# 原文段落:
* * *

HDU1261 大数

字串数
Time Limit: 2000/1000 MS (Java/Others) Memory Limit: 65536/32768 K (Java/Others)
Total Submission(s): 3913 Accepted Submission(s): 950

Problem Description
一个A和两个B一共可以组成三种字符串:”ABB”,”BAB”,”BBA”.
给定若干字母和它们相应的个数,计算一共可以组成多少个不同的字符串.

Input
每组测试数据分两行,第一行为n(1<=n<=26),表示不同字母的个数,第二行为n个数A1,A2,…,An(1<=Ai<=12),表示每种字母的个数.测试数据以n=0为结束.

Output
对于每一组测试数据,输出一个m,表示一共有多少种字符串.

Sample Input
2
1 2
3
2 2 2
0

Sample Output
3
90

题意：
略
题解：
求总个数为多少，可以知道结果为(a1+a2+…..an)!/(a1!a2!*a3….an!),这里直接算肯定会超过数据上限，所以必须用高精度的大数。但是直接用高精度太慢又会超时。所以我们可以先预处理一下。设sum = a1+a2+…an。那么sum！=1*2*3…sum。我们先用一个数组a储存1到sum，然后对ai！= 1*2*3*…ai其中的每一个数求和数组a里每一个数的最大公约数，然后约去，将每个ai！约分到1，最终把得到的数组a里的每个数用大数乘起来就可以了。g++下耗时46ms

#include <iostream>
#include <cstdio>
#include <cstring>
#include <algorithm>
#include <map>
#include <queue>
#include <vector>
#include <sstream>
#define f(i,a,b) for(i = a;i<=b;i++)
#define fi(i,b) for(i = a;i>=b;i--)

using namespace std;

#define LEN 500
#define MOD 10000

//定义了+ - * / % = == != >> << < > <= >= += -= *= /= %= print length pow等操作
struct INT
{
    int num[LEN],len;
    bool sign;
    inline INT(long long x = 0)
    {
        *this = x;
    }
    inline INT(const string &str)
    {
        *this = str;
    }
    inline INT(const int a[],int b,bool c)
    {
        memcpy(num,sizeof num);
        len = b; sign = c;
    }
    inline INT &operator =(const string &str)

* * *

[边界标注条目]
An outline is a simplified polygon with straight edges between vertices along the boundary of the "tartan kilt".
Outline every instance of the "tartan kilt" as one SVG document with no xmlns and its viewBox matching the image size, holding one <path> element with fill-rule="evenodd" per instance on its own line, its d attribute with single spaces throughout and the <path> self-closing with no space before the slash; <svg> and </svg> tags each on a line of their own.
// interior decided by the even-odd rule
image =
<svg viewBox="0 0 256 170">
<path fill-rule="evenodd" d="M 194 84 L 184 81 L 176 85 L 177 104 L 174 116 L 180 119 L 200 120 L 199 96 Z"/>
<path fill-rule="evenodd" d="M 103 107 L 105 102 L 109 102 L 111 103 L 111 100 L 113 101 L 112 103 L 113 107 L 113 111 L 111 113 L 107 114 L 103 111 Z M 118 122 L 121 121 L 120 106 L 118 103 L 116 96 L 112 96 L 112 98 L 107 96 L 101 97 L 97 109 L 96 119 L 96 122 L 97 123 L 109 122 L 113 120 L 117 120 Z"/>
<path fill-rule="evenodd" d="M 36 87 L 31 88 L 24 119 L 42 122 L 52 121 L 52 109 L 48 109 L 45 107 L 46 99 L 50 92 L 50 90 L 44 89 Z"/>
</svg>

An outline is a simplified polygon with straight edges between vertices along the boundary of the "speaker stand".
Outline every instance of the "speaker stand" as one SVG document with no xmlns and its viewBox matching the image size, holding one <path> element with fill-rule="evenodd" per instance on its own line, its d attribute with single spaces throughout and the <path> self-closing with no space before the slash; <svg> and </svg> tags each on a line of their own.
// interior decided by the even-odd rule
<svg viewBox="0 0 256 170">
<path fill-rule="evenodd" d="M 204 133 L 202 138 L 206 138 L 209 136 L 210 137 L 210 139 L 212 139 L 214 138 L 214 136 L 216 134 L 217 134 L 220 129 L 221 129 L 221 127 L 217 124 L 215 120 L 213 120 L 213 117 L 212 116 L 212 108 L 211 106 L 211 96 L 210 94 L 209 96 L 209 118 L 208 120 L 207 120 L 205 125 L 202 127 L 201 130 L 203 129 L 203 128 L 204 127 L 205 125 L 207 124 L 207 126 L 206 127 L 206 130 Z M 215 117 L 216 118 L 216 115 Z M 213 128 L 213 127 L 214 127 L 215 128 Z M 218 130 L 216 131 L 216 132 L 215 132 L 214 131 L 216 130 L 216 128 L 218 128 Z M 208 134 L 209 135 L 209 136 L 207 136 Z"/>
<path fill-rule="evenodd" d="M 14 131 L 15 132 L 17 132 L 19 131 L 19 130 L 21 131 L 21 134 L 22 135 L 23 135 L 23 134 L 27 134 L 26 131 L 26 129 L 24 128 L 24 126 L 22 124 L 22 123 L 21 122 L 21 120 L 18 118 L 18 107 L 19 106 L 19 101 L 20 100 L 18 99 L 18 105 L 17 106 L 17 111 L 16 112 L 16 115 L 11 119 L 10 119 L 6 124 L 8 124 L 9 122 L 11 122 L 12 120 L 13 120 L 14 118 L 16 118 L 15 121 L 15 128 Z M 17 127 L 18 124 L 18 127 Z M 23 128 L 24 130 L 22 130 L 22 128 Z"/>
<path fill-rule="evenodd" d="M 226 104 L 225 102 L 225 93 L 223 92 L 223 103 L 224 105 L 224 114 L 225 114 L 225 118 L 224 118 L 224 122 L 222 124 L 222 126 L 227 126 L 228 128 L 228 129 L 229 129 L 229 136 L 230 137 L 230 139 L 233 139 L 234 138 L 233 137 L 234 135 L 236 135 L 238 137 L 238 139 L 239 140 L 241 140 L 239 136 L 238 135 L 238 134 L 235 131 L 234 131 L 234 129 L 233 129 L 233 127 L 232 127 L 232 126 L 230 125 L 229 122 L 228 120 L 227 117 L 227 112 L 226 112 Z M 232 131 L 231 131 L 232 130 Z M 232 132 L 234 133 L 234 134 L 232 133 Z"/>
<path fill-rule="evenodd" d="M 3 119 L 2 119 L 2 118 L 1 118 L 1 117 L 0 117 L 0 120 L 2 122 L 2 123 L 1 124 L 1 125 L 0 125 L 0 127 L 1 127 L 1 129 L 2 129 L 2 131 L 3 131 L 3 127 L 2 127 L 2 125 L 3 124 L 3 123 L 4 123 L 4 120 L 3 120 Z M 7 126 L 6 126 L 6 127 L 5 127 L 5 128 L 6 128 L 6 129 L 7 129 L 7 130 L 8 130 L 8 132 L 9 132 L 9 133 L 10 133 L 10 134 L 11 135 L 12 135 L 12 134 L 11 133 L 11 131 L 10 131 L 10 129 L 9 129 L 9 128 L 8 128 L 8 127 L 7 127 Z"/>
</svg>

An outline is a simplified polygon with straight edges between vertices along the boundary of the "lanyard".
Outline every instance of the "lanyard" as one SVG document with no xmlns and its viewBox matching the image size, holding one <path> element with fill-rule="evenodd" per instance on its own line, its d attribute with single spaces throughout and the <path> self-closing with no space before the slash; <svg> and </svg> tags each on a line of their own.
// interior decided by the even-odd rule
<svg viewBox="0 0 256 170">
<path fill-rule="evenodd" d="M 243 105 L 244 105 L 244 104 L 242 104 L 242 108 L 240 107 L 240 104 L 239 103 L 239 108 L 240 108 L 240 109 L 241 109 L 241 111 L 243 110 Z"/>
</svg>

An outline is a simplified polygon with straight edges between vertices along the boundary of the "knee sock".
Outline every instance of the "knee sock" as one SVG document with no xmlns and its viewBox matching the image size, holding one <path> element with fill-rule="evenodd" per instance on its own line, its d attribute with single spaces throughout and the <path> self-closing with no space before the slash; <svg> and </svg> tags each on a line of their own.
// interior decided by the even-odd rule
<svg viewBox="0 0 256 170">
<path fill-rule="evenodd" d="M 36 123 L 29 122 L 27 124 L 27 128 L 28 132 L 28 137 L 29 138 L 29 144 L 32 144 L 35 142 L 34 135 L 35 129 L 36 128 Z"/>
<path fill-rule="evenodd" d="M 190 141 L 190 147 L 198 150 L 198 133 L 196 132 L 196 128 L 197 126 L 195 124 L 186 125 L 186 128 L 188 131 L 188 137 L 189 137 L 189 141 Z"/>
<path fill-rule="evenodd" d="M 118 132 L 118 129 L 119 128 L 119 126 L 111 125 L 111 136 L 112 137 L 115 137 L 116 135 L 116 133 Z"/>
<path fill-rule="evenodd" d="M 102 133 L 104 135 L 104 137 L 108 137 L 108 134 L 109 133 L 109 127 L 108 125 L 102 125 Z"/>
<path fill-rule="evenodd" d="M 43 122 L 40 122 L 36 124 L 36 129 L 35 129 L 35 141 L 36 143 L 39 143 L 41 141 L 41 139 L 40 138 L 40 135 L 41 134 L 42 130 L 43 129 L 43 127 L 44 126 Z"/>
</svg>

* * *

# 任务列表:
1. 请照原样抄录 HDU1261 题解原文中的一段文字，从包含“#include <iostream>”的地方开始，到“for(i = a;i>=b;i--)”为止。
2. 请从 HDU1261 题解原文所显示的最后一行之后接着往下续写。
这些记录与原文内容毫无关联。

# 任务结果:
1.
#include <iostream>
#include <cstdio>
#include <cstring>
#include <algorithm>
#include <map>
#include <queue>
#include <vector>
#include <sstream>
#define f(i,a,b) for(i = a;i<=b;i++)
#define fi(i,b) for(i = a;i>=b;i--)

2.
    {
        int start = 0;
        len = 0; sign = false;
        memset(num,0,sizeof num);
        if (str[0] == '-') sign = true,start = 1;
        while (str[start] == '0') start++;
        for (int i = str.length() - 1; i >= start; i -= 4,len++)
            for (int j = max(start,i - 3); j <= i; j++)
                num[len] = (num[len] << 3) + (num[len] << 1) + str[j] - '0';
        if (!len) sign = false;
        if (len) len--;
        return *this;
    }
    inline INT &operator =(long long x)
    {
        len = 0; sign = false;
        memset(num,sizeof num);
        if (x < 0) sign = true,x = -x;
        while (x)
            num[len++] = x % MOD,x /= MOD;
        if (len) len--;
        return *this;
    }
    inline int length() const
    {
        int re = len << 2,t = num[len];
        while (t) t /= 10,re++;
        return re;
    }
    inline void print()
    {
        if (sign) putchar('-');
        printf("%d",num[len]);
        for (int i = len - 1; i >= 0; i--)
            printf("%04d",num[i]);
    }
    inline friend void print_to_string(const INT &x,string &y)
    {
        stringstream stream;
        stream << x;
        stream >> y;
    }
    inline friend INT pow(const INT &x,int y)
    {
        INT re = 1,_x = x;
        while (y)
        {
            if (y & 1)
                re *= _x;
            y >>= 1;
            _x *= _x;
        }
        return re;
    }
    inline friend INT pow(const INT &x,const INT &y)
    {
        INT re = 1,_x = x,_y = y;
        while (_y != 0)
        {
            if (_y.num[0] & 1)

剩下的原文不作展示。